§ **作業指示**:
1 > キナクシスの記事でインタビューに答えているのは誰ですか。その役職も答えてください。
2 > キナクシスの記事の本文から、カタカナで書かれた語を重複なしですべて挙げてください。

--- 抜粋本文 ---

[インタビュー]

「サプライチェーンを見渡せない企業は市場で生き残れない」─SCM専業のKinaxis

次世代SCM/S&OPを目指した“自己修復型サプライチェーン”

2018年11月21日(水)河原 潤(IT Leaders編集部)

変化の激しい時代、企業のサプライチェーンにも変革が迫られている。SCM(Supply Chain Management)は、大手製造業を中心に古くから定着するマネジメント手段だが、この分野の専業であるカナダのキナクシス(Kinaxis)は、古い設計のSCMでは市場競争力が低下するばかりだと警告する。同社のCRO(Chief Revenue Officer:最高収益責任者)、ポール・キャレイド(Paul Carreiro)氏に、SCMに関して企業が今抱える諸課題と、それらにこたえるべくSCMの進化に取り組む同社の戦略を聞いた。

1984年設立時点でインメモリデータベースを独自開発

──キナクシスの業容を簡単に紹介してください。

--- データ抜粋 ---

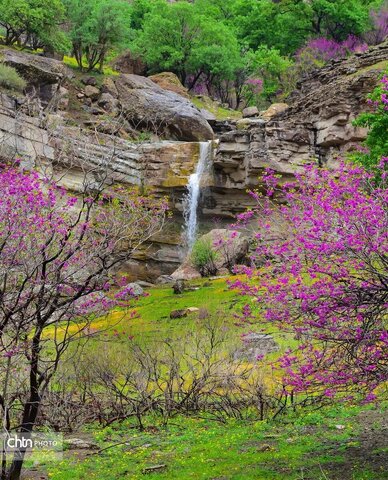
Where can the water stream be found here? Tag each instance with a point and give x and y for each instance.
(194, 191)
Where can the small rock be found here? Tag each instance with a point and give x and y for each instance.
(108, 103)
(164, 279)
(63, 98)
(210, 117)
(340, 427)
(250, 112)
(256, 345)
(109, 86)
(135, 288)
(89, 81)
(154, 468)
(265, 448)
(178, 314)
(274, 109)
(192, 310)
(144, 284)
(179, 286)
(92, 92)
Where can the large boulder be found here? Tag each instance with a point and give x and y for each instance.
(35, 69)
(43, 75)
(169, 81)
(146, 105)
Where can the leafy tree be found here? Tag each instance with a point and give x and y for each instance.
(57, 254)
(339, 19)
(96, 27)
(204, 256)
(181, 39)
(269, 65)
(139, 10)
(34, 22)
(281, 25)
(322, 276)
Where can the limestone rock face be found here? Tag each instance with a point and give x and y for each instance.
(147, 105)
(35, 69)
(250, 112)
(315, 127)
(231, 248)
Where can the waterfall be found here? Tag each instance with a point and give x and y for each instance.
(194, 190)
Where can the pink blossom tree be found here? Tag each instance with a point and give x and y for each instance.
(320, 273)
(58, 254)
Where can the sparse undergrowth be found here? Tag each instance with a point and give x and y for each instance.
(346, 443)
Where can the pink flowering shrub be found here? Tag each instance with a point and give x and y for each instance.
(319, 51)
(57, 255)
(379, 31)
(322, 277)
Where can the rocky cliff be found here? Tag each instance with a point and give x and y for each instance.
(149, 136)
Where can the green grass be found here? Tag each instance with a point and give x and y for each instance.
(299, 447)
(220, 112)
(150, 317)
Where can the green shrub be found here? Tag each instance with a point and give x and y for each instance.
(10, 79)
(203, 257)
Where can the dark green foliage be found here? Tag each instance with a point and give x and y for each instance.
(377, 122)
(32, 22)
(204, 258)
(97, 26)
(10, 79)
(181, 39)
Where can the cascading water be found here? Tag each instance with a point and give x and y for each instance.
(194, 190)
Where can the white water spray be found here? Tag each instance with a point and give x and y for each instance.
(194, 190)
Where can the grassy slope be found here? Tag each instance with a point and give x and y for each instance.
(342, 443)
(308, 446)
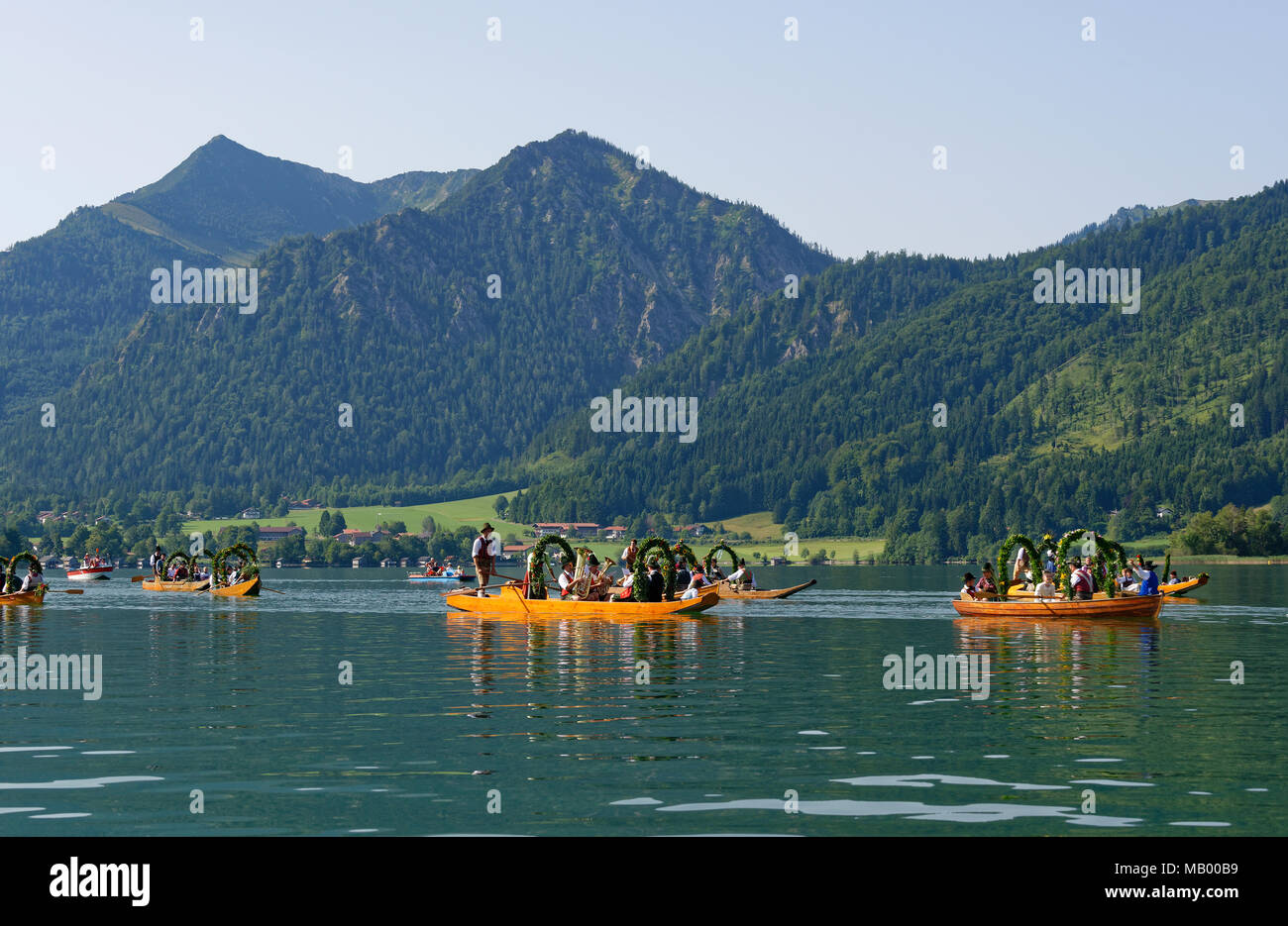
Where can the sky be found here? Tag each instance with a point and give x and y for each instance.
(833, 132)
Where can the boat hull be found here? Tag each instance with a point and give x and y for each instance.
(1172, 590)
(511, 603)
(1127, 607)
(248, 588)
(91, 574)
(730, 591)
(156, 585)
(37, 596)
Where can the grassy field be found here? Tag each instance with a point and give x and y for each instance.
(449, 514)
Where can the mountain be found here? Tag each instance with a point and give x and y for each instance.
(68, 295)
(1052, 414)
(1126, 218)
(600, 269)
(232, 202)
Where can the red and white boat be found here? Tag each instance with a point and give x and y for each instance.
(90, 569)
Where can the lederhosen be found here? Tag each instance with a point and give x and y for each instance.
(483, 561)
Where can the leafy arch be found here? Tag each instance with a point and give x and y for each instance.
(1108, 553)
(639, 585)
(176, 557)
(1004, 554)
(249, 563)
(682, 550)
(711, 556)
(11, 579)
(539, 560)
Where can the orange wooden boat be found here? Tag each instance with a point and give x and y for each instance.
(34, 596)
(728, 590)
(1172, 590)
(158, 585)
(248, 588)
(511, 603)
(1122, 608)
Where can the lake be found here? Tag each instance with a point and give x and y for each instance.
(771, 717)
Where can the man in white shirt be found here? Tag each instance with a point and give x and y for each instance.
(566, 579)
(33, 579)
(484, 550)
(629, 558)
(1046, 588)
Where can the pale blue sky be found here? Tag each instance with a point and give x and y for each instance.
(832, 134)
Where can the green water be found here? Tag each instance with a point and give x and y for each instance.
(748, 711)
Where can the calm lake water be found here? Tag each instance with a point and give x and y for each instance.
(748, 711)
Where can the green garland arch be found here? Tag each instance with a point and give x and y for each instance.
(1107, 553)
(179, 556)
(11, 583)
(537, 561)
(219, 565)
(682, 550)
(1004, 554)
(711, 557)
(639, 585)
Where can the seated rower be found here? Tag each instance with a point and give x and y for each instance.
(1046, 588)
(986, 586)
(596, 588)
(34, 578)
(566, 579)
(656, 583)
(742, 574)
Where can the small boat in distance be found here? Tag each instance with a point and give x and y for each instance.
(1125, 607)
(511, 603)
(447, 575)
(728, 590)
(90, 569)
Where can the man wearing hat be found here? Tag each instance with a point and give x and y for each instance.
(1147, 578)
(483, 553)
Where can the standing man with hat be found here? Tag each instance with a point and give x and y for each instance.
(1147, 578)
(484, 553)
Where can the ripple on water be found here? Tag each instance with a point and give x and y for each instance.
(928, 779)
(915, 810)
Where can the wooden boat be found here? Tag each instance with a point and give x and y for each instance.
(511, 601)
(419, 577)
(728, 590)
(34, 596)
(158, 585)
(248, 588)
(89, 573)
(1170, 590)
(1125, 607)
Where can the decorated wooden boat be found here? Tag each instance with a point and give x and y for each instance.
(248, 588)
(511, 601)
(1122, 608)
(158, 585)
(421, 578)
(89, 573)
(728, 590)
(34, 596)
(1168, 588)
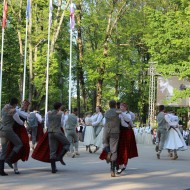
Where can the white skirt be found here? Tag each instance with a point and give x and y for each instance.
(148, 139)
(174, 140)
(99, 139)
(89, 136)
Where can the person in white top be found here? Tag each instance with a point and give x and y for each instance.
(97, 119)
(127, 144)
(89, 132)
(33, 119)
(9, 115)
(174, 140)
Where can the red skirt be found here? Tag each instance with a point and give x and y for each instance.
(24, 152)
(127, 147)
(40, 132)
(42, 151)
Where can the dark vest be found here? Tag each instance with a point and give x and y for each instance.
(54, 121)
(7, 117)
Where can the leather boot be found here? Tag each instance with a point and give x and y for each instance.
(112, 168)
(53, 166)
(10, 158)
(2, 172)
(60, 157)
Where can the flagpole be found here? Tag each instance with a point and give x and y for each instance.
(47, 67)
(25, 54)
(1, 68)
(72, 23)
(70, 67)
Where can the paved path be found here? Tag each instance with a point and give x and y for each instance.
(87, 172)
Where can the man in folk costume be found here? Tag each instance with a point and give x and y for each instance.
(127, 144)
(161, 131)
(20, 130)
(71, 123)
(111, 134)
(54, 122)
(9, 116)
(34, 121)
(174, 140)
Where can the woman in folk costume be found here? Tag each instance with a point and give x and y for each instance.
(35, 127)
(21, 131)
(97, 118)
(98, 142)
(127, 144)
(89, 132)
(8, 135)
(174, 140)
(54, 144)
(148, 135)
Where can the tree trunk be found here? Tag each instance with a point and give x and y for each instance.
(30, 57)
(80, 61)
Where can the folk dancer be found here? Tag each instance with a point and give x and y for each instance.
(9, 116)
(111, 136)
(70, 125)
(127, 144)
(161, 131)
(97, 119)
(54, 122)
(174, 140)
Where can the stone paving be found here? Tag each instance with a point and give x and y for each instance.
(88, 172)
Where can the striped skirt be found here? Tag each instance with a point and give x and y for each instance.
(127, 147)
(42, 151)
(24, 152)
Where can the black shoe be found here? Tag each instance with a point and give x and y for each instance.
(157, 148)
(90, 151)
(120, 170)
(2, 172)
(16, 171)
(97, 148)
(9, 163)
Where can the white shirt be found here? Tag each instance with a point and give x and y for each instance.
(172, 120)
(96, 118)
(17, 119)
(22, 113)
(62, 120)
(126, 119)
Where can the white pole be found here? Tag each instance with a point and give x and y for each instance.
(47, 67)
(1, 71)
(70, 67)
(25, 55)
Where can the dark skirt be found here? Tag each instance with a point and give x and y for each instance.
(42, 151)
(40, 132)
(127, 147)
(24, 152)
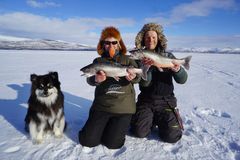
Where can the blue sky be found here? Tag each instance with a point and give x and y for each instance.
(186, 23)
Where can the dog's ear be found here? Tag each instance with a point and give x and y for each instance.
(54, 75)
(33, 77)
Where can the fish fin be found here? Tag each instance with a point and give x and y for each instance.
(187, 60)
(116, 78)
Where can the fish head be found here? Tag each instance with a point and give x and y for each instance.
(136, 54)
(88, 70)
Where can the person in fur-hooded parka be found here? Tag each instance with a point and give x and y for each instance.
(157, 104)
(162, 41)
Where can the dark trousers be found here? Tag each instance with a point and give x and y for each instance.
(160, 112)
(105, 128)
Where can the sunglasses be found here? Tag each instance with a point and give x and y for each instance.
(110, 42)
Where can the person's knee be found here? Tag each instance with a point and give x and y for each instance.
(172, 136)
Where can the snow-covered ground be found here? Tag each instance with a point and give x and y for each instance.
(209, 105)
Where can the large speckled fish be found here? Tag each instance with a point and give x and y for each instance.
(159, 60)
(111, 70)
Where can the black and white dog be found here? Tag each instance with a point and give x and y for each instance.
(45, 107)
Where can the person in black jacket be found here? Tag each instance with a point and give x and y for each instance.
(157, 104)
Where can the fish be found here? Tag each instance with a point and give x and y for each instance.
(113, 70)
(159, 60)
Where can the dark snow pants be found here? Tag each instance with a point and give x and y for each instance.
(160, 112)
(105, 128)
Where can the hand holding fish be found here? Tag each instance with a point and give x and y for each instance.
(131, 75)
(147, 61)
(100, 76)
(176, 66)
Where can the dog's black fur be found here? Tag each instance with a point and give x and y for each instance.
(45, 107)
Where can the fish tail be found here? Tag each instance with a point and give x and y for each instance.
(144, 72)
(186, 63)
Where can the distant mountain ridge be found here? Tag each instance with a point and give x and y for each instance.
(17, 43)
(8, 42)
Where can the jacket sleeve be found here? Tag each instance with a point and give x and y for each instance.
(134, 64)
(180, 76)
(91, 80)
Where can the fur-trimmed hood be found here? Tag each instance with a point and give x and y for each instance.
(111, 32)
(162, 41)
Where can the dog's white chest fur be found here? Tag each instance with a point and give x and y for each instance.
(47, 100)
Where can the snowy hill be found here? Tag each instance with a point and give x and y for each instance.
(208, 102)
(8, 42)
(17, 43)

---

§ **回答**:
1 > ポール・キャレイド氏で、キナクシスのCRO（最高収益責任者）です。

2 > インタビュー、サプライチェーン、キナクシス、マネジメント、ポール・キャレイド、インメモリデータベース